===== Available records
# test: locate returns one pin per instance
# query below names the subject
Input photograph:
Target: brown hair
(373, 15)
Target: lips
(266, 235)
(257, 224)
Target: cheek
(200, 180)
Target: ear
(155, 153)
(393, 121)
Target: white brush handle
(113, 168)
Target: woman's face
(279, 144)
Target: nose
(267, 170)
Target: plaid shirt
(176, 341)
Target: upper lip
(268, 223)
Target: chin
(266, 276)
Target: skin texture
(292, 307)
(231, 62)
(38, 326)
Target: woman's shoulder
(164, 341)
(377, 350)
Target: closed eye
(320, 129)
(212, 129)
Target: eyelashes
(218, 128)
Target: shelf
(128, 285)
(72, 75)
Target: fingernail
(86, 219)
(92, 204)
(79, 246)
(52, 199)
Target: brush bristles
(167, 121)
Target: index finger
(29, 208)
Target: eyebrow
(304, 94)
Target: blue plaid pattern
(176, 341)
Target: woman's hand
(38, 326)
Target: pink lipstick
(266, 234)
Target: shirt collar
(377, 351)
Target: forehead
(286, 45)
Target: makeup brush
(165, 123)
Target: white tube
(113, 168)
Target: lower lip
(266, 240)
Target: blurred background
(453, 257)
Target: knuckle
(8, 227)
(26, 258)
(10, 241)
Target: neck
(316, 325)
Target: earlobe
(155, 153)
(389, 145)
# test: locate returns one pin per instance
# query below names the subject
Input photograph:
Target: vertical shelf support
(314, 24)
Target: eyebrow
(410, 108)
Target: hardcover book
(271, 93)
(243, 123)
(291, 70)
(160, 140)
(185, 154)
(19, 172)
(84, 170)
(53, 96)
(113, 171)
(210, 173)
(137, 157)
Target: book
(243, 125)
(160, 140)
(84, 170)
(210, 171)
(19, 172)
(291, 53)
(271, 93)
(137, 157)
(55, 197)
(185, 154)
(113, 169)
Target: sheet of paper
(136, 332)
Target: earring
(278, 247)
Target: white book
==========
**Requirement**
All lines from the one with "Target: index finger" through the final line above are to be quoted exactly; quote no other line.

**Answer to the problem**
Target: index finger
(29, 208)
Target: eyebrow
(304, 94)
Target: blue plaid pattern
(176, 341)
Target: woman's hand
(38, 326)
Target: pink lipstick
(266, 234)
Target: shirt collar
(377, 351)
Target: forehead
(286, 45)
Target: makeup brush
(165, 123)
Target: white tube
(113, 168)
Target: lower lip
(266, 240)
Target: blurred background
(453, 257)
Target: knuckle
(8, 227)
(26, 258)
(10, 241)
Target: neck
(316, 325)
Target: earlobe
(155, 153)
(389, 145)
# test: locate returns one pin per instance
# query below names the subject
Input photograph:
Target: vertical shelf support
(314, 24)
Target: eyebrow
(410, 108)
Target: hardcover book
(271, 93)
(243, 123)
(291, 70)
(160, 140)
(185, 154)
(19, 172)
(84, 170)
(53, 96)
(113, 171)
(210, 173)
(137, 157)
Target: book
(243, 125)
(160, 140)
(84, 170)
(210, 171)
(19, 172)
(291, 53)
(271, 93)
(137, 157)
(55, 197)
(185, 154)
(113, 169)
Target: sheet of paper
(136, 332)
Target: earring
(278, 247)
Target: white book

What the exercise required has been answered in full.